MATERIAL PROVIDED section start
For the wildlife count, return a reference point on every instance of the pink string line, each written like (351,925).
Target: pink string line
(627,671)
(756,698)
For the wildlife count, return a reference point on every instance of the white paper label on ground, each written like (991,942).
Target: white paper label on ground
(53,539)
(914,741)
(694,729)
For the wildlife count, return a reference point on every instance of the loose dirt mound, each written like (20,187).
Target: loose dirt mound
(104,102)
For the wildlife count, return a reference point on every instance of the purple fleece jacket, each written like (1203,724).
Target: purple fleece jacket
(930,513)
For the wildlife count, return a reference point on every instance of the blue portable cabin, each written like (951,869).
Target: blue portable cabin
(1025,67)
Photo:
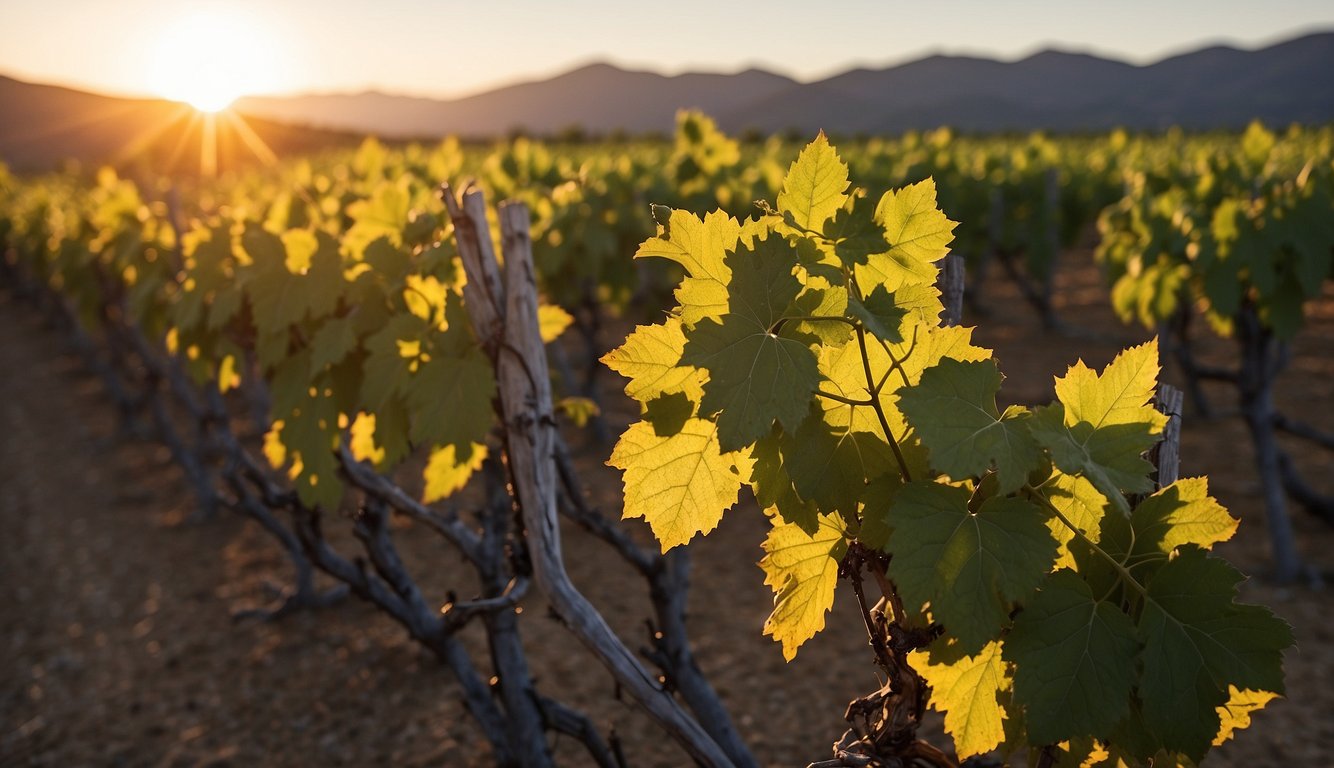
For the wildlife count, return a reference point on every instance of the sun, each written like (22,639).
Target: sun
(212,56)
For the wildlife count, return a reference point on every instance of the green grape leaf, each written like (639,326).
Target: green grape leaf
(774,487)
(291,278)
(919,234)
(650,358)
(448,470)
(802,570)
(332,343)
(831,466)
(815,187)
(754,375)
(877,522)
(388,364)
(969,567)
(966,690)
(1103,423)
(450,400)
(679,483)
(1198,644)
(1074,659)
(822,299)
(1079,503)
(953,408)
(879,314)
(854,232)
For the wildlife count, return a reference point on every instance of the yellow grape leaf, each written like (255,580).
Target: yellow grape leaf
(426,299)
(650,358)
(446,471)
(1182,514)
(965,688)
(363,440)
(802,570)
(1121,395)
(679,483)
(227,376)
(274,448)
(815,186)
(1235,715)
(1103,423)
(698,244)
(552,322)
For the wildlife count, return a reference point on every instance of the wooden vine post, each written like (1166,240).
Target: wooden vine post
(504,314)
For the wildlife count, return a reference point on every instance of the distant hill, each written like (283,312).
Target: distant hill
(1210,88)
(42,126)
(1214,87)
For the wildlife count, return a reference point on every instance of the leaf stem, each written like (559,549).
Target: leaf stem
(842,399)
(879,410)
(783,320)
(1121,570)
MATERIAL PROVIDED section end
◆ **PROBLEM**
From the records above, copy exactly the lines starting at the one with "Target: blue portable cabin" and ending at the one with "written like (639,326).", and no others. Pictures stay out.

◆ **COMPLETED EXERCISE**
Target: blue portable cabin
(1025,67)
Photo:
For the wildlife count, return a reference point on every instance of the sun, each written like (22,639).
Target: sun
(212,56)
For the wildlife count, return a reference point on every instance of the green grape leaf, each written like (639,326).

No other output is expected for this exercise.